• _Task requirements_
Go through the data below and return each line where the string "sari" occurs.

Records from a data source:
┏━━
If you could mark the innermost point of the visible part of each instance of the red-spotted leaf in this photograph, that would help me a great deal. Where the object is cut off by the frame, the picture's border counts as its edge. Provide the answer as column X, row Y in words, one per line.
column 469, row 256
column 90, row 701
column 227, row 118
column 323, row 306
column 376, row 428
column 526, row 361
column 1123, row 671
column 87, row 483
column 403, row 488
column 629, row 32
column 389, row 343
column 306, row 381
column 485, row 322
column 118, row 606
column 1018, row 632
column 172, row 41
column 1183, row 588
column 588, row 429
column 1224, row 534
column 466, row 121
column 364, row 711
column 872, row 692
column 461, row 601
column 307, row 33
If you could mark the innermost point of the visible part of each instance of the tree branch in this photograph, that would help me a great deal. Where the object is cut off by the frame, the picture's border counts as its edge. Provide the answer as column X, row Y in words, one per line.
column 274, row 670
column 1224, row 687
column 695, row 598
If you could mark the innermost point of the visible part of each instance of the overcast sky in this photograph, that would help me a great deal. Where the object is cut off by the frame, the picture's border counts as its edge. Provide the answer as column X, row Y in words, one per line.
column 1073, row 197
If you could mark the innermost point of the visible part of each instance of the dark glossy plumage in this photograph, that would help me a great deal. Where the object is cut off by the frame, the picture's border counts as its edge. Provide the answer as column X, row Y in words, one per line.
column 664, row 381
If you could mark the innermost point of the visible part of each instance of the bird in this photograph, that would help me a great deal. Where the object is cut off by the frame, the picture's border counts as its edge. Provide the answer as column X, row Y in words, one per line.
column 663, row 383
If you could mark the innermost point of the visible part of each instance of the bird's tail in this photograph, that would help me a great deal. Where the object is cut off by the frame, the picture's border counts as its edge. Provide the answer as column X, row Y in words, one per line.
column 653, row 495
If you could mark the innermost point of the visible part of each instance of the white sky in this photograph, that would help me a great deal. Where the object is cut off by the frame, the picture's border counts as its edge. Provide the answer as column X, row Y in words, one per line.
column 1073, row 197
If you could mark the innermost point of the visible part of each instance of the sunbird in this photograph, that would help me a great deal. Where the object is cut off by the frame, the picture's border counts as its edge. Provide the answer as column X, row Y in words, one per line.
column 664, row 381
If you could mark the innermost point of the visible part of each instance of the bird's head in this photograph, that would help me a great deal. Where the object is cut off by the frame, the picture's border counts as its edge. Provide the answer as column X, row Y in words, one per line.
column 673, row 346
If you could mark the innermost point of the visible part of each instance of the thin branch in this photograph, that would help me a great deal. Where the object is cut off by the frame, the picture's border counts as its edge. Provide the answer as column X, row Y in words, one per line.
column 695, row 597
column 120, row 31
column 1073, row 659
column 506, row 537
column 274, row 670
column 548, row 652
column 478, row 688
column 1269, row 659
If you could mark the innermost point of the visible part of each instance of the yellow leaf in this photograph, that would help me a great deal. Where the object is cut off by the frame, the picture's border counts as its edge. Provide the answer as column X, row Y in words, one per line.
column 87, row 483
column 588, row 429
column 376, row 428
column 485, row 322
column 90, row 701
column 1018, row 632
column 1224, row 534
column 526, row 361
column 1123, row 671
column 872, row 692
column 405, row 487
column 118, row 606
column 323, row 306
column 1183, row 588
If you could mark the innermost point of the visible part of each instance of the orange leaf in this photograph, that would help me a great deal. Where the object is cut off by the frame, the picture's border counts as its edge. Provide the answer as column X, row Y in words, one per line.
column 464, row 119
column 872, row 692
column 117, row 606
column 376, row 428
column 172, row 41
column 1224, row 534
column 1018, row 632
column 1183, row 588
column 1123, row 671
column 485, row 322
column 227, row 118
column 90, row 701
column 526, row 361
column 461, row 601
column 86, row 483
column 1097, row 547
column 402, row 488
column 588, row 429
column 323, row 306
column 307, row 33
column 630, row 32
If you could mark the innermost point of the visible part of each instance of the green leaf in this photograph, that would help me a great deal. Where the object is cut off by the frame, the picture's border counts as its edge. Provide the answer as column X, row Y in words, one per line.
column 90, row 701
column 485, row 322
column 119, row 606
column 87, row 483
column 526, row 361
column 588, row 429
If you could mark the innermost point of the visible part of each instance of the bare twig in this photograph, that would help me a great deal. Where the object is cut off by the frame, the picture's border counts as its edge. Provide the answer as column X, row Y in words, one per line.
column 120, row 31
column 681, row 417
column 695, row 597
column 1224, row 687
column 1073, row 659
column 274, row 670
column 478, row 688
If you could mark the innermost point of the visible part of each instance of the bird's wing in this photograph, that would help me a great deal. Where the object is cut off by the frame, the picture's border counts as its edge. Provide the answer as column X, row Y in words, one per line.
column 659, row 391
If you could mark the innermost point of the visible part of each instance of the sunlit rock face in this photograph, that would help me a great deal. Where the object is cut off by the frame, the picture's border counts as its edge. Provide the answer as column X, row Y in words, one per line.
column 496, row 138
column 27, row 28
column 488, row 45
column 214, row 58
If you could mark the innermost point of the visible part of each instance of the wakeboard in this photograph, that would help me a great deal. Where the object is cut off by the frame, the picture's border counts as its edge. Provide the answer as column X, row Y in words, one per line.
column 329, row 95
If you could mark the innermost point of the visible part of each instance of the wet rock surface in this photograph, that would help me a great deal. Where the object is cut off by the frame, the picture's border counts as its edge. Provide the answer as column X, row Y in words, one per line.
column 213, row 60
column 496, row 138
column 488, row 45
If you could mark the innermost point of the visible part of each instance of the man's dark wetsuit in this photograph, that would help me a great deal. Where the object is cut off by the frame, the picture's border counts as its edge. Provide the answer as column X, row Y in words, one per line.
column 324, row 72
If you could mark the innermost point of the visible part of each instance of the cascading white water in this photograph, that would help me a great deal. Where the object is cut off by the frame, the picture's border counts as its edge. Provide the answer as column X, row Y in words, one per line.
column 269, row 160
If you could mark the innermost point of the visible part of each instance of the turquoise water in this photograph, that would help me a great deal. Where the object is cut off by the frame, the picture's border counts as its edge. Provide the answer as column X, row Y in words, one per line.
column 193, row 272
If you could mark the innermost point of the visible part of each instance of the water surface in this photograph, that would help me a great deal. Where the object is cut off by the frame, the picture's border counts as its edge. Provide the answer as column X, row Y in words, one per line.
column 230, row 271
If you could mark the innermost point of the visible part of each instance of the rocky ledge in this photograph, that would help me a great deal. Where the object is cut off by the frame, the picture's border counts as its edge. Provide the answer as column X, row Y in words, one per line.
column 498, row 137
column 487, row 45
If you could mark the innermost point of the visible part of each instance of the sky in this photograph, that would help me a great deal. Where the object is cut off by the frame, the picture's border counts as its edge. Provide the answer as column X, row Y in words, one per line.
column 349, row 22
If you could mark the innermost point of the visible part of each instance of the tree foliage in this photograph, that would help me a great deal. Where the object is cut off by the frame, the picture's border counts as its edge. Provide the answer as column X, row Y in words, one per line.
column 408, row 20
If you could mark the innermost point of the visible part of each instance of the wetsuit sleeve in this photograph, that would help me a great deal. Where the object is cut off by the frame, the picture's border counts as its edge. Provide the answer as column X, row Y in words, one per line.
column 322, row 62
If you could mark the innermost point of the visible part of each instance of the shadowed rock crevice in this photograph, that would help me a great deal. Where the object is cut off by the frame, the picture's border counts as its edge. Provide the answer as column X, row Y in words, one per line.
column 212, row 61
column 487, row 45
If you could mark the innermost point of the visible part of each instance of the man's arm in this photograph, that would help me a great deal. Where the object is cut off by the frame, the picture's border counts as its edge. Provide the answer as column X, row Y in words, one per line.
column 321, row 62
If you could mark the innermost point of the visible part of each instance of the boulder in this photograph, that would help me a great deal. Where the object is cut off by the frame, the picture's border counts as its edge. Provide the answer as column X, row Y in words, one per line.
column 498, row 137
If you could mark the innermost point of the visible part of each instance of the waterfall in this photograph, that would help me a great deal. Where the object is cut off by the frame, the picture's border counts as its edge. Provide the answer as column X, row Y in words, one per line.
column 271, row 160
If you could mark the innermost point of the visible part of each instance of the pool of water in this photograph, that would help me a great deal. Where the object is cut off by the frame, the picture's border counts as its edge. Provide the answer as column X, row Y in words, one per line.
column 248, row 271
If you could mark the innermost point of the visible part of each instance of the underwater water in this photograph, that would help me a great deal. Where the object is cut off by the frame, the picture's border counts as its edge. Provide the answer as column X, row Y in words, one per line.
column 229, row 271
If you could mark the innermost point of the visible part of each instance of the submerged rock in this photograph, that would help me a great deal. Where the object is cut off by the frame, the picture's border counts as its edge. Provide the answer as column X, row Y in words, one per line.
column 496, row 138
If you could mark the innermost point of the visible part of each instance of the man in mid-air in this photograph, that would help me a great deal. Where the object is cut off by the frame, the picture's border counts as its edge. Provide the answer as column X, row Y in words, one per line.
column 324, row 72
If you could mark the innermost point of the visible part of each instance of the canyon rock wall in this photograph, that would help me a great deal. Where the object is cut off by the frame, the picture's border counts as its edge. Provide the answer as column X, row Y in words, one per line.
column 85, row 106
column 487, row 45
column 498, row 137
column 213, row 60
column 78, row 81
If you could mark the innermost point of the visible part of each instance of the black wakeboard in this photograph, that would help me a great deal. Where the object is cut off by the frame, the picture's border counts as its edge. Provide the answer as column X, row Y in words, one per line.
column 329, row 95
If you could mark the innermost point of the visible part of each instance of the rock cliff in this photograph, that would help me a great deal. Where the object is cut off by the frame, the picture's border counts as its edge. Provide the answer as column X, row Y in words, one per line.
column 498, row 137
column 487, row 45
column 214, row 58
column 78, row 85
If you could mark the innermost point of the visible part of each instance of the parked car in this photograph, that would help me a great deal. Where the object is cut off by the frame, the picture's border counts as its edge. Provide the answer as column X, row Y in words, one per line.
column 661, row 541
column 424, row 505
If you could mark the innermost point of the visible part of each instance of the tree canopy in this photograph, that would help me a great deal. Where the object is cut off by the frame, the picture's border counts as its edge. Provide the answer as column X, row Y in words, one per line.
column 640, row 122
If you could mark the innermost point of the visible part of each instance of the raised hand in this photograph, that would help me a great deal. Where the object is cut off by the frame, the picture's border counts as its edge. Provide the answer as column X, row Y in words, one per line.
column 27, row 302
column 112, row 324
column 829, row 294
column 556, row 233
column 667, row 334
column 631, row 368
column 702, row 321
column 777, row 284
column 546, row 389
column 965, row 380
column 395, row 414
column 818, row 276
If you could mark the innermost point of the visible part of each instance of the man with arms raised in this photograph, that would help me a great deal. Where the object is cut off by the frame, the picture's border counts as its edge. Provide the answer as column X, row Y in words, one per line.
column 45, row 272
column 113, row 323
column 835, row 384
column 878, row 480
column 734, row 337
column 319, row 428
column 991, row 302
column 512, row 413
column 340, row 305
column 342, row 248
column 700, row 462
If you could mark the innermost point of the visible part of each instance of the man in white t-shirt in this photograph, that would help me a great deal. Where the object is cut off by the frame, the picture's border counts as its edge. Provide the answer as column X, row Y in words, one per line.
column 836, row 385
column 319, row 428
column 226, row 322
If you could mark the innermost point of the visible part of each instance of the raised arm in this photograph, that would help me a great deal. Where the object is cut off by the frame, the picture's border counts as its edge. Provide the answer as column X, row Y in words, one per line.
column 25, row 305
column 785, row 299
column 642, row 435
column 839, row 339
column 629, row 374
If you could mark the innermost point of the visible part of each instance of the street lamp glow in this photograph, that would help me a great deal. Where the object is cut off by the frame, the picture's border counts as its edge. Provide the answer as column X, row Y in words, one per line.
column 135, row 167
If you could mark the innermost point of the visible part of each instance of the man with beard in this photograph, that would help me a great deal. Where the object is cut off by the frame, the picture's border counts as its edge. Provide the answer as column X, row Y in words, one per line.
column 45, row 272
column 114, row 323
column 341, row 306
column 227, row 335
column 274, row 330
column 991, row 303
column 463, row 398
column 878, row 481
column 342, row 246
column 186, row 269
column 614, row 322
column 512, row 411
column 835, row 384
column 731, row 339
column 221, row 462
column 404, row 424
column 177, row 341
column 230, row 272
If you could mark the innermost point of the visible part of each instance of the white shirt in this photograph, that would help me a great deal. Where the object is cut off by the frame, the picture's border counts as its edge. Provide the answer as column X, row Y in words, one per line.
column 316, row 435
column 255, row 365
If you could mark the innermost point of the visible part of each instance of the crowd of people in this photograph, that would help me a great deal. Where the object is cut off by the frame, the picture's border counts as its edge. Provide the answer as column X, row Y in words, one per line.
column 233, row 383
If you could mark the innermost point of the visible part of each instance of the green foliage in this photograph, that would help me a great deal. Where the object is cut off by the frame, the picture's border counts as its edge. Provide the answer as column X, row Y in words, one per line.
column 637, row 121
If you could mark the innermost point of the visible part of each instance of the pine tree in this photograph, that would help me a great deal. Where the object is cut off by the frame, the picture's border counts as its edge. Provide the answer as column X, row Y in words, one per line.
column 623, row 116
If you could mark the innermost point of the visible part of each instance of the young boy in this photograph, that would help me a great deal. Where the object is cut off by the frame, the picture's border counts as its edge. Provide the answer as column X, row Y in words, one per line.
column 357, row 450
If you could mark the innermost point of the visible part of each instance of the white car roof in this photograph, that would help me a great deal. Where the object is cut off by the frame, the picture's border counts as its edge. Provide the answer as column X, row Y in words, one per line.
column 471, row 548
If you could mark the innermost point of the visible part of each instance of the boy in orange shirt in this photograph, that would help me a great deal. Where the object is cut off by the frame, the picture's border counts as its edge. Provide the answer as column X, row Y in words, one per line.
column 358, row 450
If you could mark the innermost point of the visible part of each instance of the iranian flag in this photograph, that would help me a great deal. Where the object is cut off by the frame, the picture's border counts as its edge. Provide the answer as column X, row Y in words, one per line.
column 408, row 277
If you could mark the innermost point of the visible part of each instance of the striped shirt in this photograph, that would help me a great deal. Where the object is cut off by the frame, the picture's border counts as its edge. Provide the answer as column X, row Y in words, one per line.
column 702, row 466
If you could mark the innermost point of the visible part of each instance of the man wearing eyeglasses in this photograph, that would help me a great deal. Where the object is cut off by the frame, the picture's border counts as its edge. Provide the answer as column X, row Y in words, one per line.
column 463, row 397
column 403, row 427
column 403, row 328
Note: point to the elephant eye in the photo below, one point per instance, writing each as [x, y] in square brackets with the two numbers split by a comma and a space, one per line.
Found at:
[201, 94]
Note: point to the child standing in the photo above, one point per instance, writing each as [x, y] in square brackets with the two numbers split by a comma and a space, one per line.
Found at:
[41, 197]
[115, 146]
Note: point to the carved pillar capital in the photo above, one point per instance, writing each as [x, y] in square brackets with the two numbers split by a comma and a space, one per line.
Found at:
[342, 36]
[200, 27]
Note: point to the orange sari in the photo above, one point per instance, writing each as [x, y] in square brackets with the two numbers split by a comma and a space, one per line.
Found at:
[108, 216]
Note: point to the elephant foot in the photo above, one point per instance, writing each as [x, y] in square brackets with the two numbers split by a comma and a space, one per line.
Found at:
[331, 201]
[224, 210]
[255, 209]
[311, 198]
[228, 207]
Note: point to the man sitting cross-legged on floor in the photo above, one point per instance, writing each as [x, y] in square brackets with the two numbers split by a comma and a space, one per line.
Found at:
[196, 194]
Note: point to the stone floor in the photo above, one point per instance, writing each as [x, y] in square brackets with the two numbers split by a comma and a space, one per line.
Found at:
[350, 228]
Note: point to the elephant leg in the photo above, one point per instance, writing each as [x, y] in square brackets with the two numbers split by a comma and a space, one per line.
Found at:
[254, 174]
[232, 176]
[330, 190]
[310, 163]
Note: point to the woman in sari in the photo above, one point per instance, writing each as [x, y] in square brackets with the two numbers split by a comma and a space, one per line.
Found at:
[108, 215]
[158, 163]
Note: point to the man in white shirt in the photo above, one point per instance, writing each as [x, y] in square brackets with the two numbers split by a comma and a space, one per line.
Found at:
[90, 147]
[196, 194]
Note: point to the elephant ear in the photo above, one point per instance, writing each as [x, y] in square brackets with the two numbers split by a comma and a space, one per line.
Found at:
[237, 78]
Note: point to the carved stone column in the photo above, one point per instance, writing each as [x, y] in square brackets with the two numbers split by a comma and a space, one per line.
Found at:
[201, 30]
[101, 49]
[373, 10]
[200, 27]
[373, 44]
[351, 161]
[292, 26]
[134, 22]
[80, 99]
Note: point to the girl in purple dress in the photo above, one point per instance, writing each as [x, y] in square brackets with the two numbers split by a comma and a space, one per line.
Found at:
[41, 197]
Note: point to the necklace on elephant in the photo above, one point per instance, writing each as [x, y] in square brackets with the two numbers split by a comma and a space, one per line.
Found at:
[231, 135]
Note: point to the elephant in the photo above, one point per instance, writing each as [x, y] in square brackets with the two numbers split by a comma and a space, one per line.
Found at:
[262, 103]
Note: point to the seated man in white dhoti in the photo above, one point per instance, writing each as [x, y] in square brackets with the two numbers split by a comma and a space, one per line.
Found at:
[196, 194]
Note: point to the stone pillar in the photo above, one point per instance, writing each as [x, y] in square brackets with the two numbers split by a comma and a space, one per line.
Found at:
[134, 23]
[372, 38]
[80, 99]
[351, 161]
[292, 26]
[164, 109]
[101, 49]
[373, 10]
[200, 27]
┗━━
• _Written response_
Note: point to the orange sari in the photo above, one point per instance, writing each as [x, y] in square brackets with the two numbers split by a comma and a space, one per line.
Note: point to the woman in sari in the photo above, one point per instance, writing each as [x, y] in square brackets with the two numbers split by a comma and a space, one per line.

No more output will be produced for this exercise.